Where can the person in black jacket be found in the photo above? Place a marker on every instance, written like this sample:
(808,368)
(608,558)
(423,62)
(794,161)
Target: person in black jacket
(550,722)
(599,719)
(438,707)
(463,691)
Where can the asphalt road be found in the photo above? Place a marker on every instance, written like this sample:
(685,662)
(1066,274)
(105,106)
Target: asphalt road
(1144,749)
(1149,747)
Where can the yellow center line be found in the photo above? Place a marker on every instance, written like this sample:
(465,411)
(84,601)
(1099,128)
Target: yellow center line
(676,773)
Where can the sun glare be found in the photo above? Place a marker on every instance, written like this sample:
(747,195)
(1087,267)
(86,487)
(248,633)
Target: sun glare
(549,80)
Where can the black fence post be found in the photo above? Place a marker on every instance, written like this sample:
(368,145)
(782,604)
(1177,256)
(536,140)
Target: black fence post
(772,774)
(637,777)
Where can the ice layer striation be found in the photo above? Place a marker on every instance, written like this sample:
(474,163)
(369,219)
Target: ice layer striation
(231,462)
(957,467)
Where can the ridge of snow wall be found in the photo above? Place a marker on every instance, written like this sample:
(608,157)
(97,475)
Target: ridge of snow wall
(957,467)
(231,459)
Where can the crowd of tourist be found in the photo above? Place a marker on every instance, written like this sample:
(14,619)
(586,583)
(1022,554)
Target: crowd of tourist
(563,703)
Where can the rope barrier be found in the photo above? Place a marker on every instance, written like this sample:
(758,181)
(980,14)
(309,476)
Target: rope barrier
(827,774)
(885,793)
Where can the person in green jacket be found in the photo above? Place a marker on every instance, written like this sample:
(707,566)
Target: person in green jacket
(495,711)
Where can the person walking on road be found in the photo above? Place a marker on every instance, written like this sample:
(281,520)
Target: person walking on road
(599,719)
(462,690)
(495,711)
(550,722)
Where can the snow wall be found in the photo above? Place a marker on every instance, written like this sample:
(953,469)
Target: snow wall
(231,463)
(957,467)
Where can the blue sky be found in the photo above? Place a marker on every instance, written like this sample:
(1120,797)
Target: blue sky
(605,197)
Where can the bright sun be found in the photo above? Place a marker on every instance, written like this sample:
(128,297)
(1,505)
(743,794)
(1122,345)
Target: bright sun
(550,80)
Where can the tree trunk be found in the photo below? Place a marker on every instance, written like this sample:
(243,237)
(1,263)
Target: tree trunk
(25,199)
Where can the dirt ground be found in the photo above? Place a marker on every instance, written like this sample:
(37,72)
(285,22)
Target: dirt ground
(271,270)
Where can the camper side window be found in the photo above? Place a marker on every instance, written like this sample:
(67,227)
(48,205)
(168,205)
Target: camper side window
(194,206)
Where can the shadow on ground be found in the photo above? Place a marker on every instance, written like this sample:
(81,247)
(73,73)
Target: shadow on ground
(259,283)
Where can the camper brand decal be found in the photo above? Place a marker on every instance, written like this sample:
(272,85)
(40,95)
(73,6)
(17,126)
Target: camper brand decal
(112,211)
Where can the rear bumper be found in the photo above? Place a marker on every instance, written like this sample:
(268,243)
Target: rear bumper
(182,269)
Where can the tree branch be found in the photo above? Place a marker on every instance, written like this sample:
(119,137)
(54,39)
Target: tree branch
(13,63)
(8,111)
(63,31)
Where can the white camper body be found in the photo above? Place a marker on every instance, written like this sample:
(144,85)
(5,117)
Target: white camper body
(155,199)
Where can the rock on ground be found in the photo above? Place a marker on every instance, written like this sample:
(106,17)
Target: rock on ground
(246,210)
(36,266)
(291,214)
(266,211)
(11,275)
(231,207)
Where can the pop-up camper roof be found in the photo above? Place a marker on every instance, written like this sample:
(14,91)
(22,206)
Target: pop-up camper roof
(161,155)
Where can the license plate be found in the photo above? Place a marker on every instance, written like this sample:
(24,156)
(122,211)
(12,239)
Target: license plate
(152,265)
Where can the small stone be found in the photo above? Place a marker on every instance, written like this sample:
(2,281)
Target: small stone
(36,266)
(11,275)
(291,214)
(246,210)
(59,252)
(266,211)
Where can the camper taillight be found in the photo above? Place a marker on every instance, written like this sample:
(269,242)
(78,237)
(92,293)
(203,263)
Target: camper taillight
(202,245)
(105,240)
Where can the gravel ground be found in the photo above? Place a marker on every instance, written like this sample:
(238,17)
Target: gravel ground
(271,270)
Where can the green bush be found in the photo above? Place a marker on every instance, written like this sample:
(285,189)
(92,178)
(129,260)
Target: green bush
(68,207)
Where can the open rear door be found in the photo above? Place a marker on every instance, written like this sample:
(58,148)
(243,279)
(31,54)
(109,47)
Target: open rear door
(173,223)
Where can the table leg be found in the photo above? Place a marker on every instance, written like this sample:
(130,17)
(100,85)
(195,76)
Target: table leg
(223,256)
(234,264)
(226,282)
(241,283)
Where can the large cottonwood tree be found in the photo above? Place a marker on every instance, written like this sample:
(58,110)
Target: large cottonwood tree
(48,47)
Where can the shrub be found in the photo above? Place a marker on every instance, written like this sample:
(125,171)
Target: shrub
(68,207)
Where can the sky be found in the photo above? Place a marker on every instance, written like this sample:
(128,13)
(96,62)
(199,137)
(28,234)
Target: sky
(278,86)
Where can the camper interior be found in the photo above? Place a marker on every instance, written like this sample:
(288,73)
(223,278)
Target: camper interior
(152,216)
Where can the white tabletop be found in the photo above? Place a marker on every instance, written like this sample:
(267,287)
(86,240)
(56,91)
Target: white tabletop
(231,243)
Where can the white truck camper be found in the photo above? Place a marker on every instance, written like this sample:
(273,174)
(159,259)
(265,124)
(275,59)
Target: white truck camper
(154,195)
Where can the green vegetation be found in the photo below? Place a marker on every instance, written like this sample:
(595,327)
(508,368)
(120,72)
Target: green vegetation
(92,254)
§ §
- [WHAT TO DO]:
Every line from the one holding "Where can the white tabletop" through the final line of the listing must be echoed exactly; leave out all other lines.

- [TASK OUTPUT]:
Where can the white tabletop be found in the photo above? Place a marker on every instance, written like this sample:
(267,287)
(86,240)
(56,91)
Target: white tabletop
(231,243)
Where can the white truck camper be found in the photo above? Place a marker on every instance, written like this sample:
(273,174)
(159,259)
(265,124)
(275,59)
Target: white truck camper
(154,195)
Where can the green vegetation be found in the photo below? Place a marker on every instance, written like this sample:
(595,327)
(508,368)
(120,72)
Target: green vegetation
(92,254)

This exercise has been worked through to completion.